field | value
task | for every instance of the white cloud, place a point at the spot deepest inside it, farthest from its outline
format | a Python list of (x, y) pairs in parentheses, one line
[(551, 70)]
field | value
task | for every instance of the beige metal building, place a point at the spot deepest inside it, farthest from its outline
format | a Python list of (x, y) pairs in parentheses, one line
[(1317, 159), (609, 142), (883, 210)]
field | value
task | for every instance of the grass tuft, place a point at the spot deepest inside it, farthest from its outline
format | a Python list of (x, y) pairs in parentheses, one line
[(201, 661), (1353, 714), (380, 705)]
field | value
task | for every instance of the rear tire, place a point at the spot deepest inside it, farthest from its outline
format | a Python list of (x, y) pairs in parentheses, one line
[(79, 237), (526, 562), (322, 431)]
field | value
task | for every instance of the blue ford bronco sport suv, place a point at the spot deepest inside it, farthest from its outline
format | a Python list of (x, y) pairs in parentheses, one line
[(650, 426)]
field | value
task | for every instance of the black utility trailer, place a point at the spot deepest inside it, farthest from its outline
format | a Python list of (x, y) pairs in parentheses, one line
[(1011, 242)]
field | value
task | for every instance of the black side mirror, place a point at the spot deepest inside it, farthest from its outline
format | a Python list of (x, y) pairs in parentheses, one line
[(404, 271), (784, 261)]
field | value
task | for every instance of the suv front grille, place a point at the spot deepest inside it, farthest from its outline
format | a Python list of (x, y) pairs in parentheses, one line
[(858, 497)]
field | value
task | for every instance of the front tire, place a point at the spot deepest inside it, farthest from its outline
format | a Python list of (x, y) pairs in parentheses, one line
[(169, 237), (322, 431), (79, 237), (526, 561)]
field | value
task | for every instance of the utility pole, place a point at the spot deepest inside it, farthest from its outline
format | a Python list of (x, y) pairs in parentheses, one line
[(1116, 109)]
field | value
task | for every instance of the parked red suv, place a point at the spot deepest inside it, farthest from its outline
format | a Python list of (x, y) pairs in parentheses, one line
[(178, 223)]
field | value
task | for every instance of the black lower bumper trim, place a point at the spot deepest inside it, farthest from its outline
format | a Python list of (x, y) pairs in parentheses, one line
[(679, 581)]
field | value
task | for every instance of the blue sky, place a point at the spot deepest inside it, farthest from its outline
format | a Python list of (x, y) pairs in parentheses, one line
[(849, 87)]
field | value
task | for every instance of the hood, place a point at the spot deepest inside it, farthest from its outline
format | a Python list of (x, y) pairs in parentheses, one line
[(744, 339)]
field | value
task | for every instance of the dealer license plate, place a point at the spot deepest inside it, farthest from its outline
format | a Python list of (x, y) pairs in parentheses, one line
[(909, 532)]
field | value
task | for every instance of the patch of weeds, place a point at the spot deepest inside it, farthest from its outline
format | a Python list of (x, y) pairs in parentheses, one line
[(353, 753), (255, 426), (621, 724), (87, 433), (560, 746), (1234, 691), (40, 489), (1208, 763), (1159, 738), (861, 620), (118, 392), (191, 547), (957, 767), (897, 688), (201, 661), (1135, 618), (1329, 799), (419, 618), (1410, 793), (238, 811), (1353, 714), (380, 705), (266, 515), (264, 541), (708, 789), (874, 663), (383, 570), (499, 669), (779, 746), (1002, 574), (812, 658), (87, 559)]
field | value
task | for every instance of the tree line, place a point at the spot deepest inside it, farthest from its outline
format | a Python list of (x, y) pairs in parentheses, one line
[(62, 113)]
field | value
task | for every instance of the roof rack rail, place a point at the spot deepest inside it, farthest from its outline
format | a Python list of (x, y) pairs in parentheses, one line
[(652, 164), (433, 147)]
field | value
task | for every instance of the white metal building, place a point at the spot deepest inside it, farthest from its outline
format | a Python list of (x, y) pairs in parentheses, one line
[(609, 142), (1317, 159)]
+ + + + + + +
Reproduce every one of the entries above word for word, changing nothing.

field | value
task | for every instance of the white cloud, place a point at the spot deepest inside it, farthest from its outline
format | a Python list of (x, y) pairs in parentheses, one line
[(551, 70)]
field | value
task | for every instance of the beige metal building, place a point at the spot deepest inside it, farthest from its outline
format | a Python list of (x, y) pairs in parentheses, one line
[(1317, 159), (609, 142), (883, 210)]
field | value
task | for every instance of the grass tuft, place a point at the spot deepest inside it, farthest from its outline
format | a Python list of (x, y) pairs in parentheses, one line
[(201, 661), (1353, 714), (380, 705)]
field | value
task | for every instance of the rear tire, place a point at the spot deepest inside it, farthest from its outline
format | a Python list of (x, y) pairs in parentheses, one line
[(79, 237), (526, 562), (322, 431)]
field | value
task | for every instance of the blue ford bronco sport suv, place a point at the spot deepest inside it, farthest from its outline
format | a Python list of (x, y) pairs in parentheses, one line
[(650, 426)]
field | value
task | for every instance of the black utility trailer, place a point at the spot deepest inside it, farthest from its outline
format | a Python list of (x, y) pairs in parentheses, one line
[(1011, 242)]
field | value
task | for every instance of the black side mirror, place a point at the spot deepest inside it, farthest from its outline
format | a Python list of (x, y) pairs in parentheses, one line
[(404, 271), (784, 261)]
field | value
task | for every instance of the suv front grille, place a point at the spot deepest inside it, farthest from its outline
format | a Python list of (x, y) pairs in parentheses, one line
[(858, 497)]
field | value
task | for every instance of the front tire, place a point at the spot deepest inside it, farthest from its outline
format | a Python list of (x, y) pairs in parentheses, one line
[(169, 237), (322, 431), (79, 237), (526, 561)]
field | value
task | for every instance of the utility pole, place a point at the spot deepest inside it, farthest from its outline
format | a Python list of (x, y) pairs in parentheses, one line
[(1116, 109)]
field | value
task | for every instance of the parked red suv, place a point at the spot deepest inside it, farthest from its outline
format | a Python list of (x, y) pairs in parentheses, one line
[(178, 223)]
field | value
task | for every instance of the black lower bumper trim, place a point at the spot deepest inside it, farthest from its outline
format | a Python list of (x, y) pairs in parentheses, one line
[(679, 581)]
field | value
task | for every instance of the blue sky, place a point at the spot deepest inside it, farthest from its outline
format | a Python list of (x, y) pairs in parentheses, one line
[(849, 87)]
field | value
task | for every instance of the hood, place a point at the spot deepest inside it, farthest from its outline
format | a Python list of (x, y) pairs in parentheses, one line
[(744, 339)]
field | value
task | for every instance of the dealer license plate, place a point at the spot deepest inside it, farthest from its outline
format | a Python list of (x, y) pairs in parentheses, one line
[(909, 532)]
field | value
task | for every instance of the patch of weeds, place a point at the spot deepest inside it, farthest from its outline
format | a Python list of (x, y) pairs in parentheses, one line
[(353, 753), (255, 426), (621, 724), (87, 433), (560, 746), (1234, 691), (40, 489), (1208, 763), (1159, 738), (861, 620), (118, 392), (191, 547), (957, 767), (897, 688), (201, 661), (1135, 618), (1329, 799), (419, 618), (1410, 793), (238, 811), (1353, 714), (380, 705), (266, 515), (264, 541), (708, 789), (874, 663), (383, 570), (499, 669), (779, 746), (1002, 574), (812, 658), (87, 559)]
field | value
task | for every instance of the tree line, place a point at the spot deepest inside it, farthest from its outline
format | a Python list of (x, y) pairs in parentheses, one line
[(62, 113)]
field | value
task | for every instance of the roof rack rail, place a point at the spot deepest inside it, farthest from its outline
format | a Python list of (x, y) pairs in parentheses, one line
[(652, 164), (433, 147)]
field | value
task | for every instance of the white metal building, place a point at the spot deepest inside it, farthest from its outline
format | a Python list of (x, y) pairs in parentheses, one line
[(609, 142), (1317, 159)]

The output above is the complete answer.